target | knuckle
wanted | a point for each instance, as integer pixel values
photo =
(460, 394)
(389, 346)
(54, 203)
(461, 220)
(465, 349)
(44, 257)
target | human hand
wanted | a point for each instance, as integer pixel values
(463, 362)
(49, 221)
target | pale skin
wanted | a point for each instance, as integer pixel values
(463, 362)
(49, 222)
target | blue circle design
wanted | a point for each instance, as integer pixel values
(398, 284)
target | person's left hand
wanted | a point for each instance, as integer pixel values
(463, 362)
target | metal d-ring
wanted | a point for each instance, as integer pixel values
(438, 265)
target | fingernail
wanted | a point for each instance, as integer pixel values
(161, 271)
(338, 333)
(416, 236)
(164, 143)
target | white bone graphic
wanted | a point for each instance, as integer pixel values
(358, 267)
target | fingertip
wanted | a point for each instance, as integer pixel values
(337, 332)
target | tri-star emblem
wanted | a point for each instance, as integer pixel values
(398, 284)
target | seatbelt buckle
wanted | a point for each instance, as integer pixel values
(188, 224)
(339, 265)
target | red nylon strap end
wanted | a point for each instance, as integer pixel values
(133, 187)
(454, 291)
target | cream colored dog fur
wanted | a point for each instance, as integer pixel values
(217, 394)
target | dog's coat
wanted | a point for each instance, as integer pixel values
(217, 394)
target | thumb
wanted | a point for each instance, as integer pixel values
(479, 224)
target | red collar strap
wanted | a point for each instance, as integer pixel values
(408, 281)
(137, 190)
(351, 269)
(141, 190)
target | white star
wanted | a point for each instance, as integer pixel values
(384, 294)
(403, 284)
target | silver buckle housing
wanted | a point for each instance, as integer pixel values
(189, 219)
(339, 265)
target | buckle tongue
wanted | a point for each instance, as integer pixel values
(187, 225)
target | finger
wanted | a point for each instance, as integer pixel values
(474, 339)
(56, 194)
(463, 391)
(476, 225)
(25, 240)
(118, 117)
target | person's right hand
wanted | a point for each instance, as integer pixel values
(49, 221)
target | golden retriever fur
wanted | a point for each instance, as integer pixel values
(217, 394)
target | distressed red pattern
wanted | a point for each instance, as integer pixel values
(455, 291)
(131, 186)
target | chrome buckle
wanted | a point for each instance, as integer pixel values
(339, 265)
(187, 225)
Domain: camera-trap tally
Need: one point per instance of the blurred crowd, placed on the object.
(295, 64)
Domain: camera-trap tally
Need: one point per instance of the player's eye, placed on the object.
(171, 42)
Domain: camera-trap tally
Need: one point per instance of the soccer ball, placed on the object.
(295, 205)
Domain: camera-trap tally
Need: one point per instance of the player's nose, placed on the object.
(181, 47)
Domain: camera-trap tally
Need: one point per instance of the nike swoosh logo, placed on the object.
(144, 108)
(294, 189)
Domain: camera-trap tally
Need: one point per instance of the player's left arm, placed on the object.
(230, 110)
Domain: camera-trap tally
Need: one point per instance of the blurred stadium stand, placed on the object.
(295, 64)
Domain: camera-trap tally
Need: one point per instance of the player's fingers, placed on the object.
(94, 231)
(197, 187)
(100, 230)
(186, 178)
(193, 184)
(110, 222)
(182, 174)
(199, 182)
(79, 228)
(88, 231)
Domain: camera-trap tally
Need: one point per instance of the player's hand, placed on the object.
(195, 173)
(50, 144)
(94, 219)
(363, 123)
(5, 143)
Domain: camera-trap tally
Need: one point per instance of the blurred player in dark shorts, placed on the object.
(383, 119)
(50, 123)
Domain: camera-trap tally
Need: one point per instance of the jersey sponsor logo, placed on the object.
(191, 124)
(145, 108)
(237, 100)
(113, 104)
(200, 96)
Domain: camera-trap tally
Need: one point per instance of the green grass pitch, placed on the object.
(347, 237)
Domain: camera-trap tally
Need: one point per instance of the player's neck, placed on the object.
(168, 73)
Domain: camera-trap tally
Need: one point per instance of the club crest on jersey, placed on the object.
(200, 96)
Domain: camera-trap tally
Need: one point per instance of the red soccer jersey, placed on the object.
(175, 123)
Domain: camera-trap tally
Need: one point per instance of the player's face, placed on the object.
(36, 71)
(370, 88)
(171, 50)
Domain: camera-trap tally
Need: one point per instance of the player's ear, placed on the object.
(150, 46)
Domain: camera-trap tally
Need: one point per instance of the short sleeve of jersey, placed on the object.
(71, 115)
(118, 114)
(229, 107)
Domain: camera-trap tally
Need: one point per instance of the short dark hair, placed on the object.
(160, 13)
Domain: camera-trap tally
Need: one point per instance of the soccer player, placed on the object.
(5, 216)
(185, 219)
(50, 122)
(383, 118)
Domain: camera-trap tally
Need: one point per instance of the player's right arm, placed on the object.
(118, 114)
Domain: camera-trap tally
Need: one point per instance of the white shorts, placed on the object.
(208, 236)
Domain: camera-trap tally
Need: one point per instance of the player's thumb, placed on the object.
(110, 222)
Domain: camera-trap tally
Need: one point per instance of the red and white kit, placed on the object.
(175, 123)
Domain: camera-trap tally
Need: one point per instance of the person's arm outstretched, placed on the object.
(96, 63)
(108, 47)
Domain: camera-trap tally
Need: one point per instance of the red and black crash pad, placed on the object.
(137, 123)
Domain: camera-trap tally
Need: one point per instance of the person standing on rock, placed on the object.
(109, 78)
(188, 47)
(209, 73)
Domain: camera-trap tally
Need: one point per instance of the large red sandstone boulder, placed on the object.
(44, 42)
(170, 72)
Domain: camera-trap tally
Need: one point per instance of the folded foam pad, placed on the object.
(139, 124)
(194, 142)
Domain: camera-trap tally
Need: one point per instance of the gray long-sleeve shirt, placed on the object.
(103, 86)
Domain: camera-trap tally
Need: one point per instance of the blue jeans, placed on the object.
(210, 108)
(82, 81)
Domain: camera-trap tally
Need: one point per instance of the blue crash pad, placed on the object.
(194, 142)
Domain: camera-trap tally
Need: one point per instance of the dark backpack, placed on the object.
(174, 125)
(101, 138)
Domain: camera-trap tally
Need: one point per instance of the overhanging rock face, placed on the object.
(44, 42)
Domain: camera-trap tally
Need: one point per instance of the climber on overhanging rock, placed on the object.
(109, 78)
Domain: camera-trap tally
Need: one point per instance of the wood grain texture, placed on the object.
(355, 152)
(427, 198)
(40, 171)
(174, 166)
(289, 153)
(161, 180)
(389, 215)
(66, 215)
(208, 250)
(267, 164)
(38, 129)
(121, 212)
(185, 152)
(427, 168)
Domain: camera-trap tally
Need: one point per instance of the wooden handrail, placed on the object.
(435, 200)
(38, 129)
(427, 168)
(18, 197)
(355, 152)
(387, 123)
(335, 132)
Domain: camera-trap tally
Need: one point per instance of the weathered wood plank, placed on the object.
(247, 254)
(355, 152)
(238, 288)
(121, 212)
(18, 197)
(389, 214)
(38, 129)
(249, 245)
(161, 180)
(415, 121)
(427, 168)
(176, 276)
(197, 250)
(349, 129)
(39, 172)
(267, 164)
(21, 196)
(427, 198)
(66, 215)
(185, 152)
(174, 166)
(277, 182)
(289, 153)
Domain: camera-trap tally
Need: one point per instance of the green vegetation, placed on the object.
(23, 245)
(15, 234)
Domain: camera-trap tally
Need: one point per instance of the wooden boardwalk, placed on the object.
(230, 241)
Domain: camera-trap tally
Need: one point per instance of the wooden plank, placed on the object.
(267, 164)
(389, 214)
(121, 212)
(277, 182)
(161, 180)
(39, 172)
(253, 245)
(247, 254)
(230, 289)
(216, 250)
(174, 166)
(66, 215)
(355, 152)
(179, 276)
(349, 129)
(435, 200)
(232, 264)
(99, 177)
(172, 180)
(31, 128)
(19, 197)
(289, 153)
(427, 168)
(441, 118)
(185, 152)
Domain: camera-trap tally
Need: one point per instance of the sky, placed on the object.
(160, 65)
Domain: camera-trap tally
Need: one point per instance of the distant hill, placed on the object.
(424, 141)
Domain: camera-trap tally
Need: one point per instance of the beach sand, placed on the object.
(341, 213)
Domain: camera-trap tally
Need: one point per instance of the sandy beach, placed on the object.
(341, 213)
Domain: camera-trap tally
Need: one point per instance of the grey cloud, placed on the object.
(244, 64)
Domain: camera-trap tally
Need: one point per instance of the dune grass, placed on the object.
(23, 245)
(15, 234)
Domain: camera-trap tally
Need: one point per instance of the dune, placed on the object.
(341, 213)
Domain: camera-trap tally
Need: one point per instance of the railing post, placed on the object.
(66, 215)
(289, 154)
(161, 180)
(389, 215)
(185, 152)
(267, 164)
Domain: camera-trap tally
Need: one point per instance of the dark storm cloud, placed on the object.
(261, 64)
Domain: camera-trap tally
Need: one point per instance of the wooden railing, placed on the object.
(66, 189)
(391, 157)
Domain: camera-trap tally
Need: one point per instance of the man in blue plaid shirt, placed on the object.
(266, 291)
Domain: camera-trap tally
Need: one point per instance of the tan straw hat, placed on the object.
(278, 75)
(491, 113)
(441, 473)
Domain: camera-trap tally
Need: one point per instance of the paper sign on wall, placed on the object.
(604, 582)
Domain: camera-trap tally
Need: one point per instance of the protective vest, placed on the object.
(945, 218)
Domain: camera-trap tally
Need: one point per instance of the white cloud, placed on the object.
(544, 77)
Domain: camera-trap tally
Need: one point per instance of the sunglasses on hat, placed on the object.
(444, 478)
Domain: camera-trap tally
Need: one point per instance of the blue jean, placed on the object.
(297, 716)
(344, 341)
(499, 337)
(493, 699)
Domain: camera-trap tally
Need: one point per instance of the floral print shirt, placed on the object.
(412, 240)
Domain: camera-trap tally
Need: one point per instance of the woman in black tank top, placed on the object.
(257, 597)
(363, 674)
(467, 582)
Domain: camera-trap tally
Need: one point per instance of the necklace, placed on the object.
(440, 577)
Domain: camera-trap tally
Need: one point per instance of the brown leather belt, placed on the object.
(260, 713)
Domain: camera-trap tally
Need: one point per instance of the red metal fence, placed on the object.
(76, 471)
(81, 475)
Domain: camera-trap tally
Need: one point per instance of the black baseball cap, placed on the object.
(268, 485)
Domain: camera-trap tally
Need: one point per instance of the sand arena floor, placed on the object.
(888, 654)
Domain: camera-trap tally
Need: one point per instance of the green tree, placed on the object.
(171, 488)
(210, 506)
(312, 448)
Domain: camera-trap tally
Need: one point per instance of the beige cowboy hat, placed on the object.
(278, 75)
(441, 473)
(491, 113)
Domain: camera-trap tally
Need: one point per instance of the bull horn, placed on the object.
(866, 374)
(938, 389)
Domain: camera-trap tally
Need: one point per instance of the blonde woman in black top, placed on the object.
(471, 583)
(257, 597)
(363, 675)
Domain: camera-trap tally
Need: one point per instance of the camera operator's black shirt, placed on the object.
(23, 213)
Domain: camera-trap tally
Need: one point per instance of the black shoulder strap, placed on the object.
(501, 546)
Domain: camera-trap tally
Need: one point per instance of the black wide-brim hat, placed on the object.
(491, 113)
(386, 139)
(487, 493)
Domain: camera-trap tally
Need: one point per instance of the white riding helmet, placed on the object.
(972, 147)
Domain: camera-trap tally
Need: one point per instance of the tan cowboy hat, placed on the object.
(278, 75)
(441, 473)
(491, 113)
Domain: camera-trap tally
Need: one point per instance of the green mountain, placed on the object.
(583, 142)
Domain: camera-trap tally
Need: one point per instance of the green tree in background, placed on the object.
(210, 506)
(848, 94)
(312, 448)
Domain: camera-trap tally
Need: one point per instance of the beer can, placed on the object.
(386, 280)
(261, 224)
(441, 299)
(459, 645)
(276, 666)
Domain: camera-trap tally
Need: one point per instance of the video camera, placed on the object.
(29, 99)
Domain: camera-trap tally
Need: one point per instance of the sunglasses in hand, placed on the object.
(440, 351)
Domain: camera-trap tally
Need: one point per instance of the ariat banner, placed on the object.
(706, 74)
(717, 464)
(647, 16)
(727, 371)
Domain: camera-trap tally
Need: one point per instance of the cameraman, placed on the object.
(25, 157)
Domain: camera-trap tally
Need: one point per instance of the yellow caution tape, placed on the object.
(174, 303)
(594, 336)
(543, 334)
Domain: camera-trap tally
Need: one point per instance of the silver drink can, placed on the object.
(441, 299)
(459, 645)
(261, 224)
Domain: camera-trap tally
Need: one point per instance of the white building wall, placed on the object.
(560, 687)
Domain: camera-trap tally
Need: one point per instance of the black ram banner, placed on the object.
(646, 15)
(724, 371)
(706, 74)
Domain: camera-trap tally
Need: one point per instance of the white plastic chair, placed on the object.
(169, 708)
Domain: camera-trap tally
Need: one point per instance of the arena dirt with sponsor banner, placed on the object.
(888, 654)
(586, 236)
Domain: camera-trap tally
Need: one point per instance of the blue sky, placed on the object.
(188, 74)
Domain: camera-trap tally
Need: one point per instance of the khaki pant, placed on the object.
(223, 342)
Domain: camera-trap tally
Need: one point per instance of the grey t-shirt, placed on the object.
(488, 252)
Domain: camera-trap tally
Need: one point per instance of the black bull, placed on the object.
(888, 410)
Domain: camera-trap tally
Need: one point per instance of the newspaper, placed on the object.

• _Problem to work on_: For this exercise, output exactly the lines above from the line with "target | human hand" to the line with "target | blue circle design", counting both, and leave out the rest.

• _Answer for the task_:
target | human hand
wanted | a point for each instance, as integer pixel values
(463, 362)
(49, 221)
target | pale skin
wanted | a point for each instance, as integer pixel values
(463, 362)
(49, 222)
target | blue circle design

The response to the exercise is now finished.